■ **SHORT PROBLEM**
Restate the data exactly as given and keep the pictures out.
○ ○ ○ ○ ○ ○ ○
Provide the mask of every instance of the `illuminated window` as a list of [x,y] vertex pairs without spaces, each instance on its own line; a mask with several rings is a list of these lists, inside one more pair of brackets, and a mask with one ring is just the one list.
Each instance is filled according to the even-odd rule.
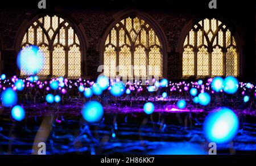
[[236,41],[229,29],[215,19],[196,23],[183,44],[184,77],[238,75]]
[[104,56],[106,76],[163,75],[159,37],[152,28],[139,18],[129,17],[115,24],[106,39]]
[[[81,76],[81,53],[79,40],[71,25],[56,15],[35,21],[26,32],[21,47],[38,45],[43,53],[40,76]],[[20,75],[25,76],[22,70]]]

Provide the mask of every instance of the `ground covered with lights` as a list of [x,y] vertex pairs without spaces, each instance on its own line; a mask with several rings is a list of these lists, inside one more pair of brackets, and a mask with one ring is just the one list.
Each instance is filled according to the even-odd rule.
○ ○ ○ ○ ○ ○ ○
■ **ANSWER TO THIS EXERCISE**
Provide the mask of every instance of the `illuminated window` as a list of [x,y] vertex pairs without spaces, each instance on its own line; a mask with several rings is a list of these lists, inside one more pair of brackets, and a mask with one ring is just the one list.
Each instance is filled according to the even-odd rule.
[[236,41],[229,29],[215,19],[196,23],[183,44],[184,77],[238,75]]
[[104,56],[106,76],[163,75],[159,37],[152,28],[139,18],[129,17],[115,24],[106,39]]
[[[81,76],[81,53],[79,40],[71,25],[56,15],[35,21],[26,32],[21,47],[38,45],[43,53],[40,76]],[[20,75],[25,76],[22,70]]]

Provide the mask of every instance of the `ground covered with lights` as a list of [x,y] vertex pairs without spaces, each instance on its own line; a mask with several rings is a list of these lists, inside one more pair of brackets, and a mask with one ring is just the one list.
Each instance is filled according to the even-odd rule.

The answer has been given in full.